= ZADANIE DO WYKONANIA =
Czy możesz przedstawić wszystkie poniższe pozycje jako dwukolumnowy plik CSV z kolumnami „tresc” i „odpowiedz”, po jednym wierszu na każdą pozycję, z każdym polem w cudzysłowie i znakami nowej linii zamienionymi na spacje? Obrazy pomiń.

= SEKCJA DANYCH =
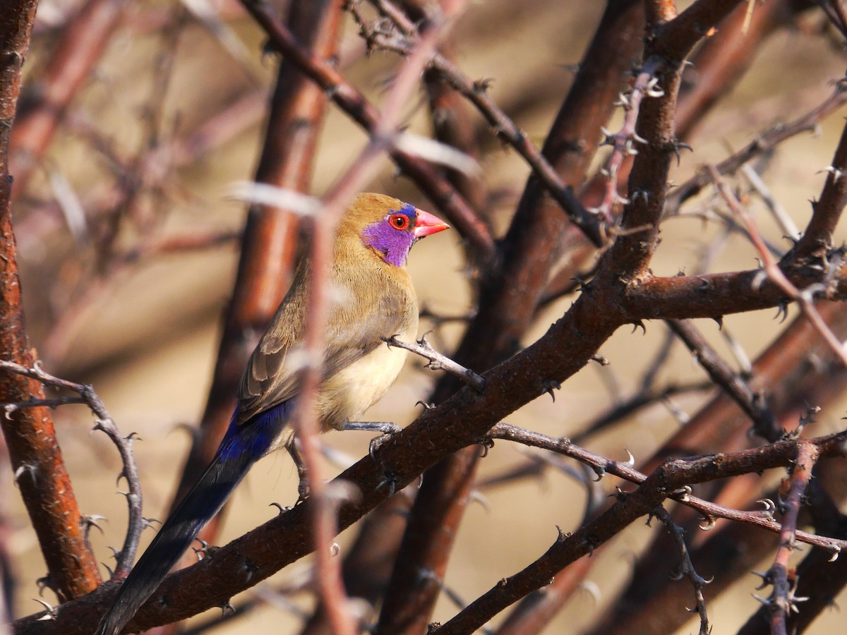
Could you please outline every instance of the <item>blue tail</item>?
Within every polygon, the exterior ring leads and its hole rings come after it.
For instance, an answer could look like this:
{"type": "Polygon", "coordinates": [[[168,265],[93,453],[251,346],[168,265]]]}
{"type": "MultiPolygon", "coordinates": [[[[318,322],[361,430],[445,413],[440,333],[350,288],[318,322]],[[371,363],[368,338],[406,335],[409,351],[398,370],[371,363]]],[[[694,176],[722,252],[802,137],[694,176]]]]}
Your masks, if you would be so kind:
{"type": "Polygon", "coordinates": [[[118,635],[152,595],[203,525],[220,511],[253,463],[273,446],[287,422],[289,403],[261,412],[241,425],[235,423],[236,409],[212,463],[130,572],[95,635],[118,635]]]}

= ODPOWIEDŹ PISEMNA =
tresc,odpowiedz
"Could you please outline every instance of the <item>blue tail</item>? Within every polygon, the exterior ring leads and its hole rings come after it. For instance, an answer could look like this: {""type"": ""Polygon"", ""coordinates"": [[[168,265],[93,453],[251,346],[168,265]]]} {""type"": ""MultiPolygon"", ""coordinates"": [[[[318,322],[361,430],[445,413],[440,333],[350,288],[318,322]],[[371,363],[368,338],[406,335],[409,351],[398,370],[371,363]]],[[[694,176],[722,252],[802,137],[694,176]]]]} Your masks, if you would be so kind:","{""type"": ""Polygon"", ""coordinates"": [[[118,635],[152,595],[203,525],[220,511],[253,463],[273,446],[287,422],[289,403],[261,412],[241,425],[235,423],[236,409],[212,463],[130,572],[95,635],[118,635]]]}"